Each record is to be transcribed exactly.

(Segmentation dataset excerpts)
<<<<

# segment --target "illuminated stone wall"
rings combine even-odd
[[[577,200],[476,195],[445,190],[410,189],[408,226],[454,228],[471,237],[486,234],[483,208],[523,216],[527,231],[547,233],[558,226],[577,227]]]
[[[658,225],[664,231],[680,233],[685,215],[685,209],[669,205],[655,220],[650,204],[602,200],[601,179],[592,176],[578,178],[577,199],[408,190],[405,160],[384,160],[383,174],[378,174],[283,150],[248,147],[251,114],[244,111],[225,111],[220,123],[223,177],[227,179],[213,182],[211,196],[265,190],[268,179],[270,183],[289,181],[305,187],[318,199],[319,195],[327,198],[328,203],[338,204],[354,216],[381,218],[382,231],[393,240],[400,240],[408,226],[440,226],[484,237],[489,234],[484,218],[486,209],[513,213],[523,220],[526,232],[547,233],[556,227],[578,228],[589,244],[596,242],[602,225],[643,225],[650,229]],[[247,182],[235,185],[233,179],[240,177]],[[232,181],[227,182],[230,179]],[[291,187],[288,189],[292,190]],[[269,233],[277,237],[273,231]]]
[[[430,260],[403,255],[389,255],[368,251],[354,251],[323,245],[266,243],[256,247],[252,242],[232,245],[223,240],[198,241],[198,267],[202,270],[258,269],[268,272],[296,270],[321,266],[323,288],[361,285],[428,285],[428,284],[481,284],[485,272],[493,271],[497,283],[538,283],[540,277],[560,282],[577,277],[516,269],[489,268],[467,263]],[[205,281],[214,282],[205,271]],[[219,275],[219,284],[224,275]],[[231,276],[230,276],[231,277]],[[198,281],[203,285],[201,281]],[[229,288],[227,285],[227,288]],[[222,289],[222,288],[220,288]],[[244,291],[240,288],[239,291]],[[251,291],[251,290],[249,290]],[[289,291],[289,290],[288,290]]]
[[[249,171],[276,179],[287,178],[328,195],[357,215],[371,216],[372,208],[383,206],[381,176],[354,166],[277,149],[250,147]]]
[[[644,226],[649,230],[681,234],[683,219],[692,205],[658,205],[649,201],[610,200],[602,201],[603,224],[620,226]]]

>>>>

### PROBLEM SOLUTION
# segment --target "illuminated stone wall"
rings combine even-odd
[[[577,200],[476,195],[445,190],[410,189],[408,226],[454,228],[471,237],[486,234],[483,208],[523,216],[527,231],[547,233],[558,226],[577,227]]]
[[[658,225],[664,231],[680,233],[685,215],[685,209],[669,205],[655,220],[650,204],[602,200],[601,179],[592,176],[578,178],[577,199],[408,190],[405,160],[384,160],[383,174],[378,174],[283,150],[248,147],[251,114],[244,111],[225,111],[220,123],[223,177],[227,179],[213,182],[211,196],[265,190],[268,179],[270,183],[289,181],[305,187],[318,199],[319,195],[327,198],[328,203],[338,204],[354,216],[381,218],[382,231],[393,240],[400,240],[408,226],[440,226],[484,237],[489,234],[484,218],[486,209],[513,213],[523,220],[526,232],[547,233],[556,227],[578,228],[589,244],[596,242],[602,225],[643,225],[650,229]],[[247,182],[235,185],[233,179],[240,177]],[[232,181],[227,182],[230,179]],[[291,187],[288,189],[292,190]],[[269,233],[277,237],[273,231]]]
[[[430,260],[403,255],[389,255],[368,251],[354,251],[323,245],[266,243],[256,247],[252,242],[232,245],[223,240],[198,241],[198,267],[202,270],[258,269],[268,272],[296,270],[321,266],[323,288],[361,285],[428,285],[428,284],[481,284],[485,272],[493,271],[497,283],[538,283],[540,277],[560,282],[577,277],[516,269],[489,268],[467,263]],[[205,281],[214,282],[205,271]],[[219,275],[219,284],[224,275]],[[231,276],[230,276],[231,277]],[[198,281],[203,285],[201,281]],[[229,288],[227,285],[227,288]],[[222,289],[222,288],[220,288]],[[244,291],[240,288],[239,291]],[[251,291],[251,290],[249,290]],[[289,291],[289,290],[288,290]]]
[[[249,171],[276,179],[287,178],[328,195],[357,215],[371,216],[372,208],[383,206],[381,176],[354,166],[277,149],[250,147]]]
[[[644,226],[649,230],[681,234],[683,219],[692,205],[658,205],[649,201],[610,200],[602,201],[603,224],[620,226]]]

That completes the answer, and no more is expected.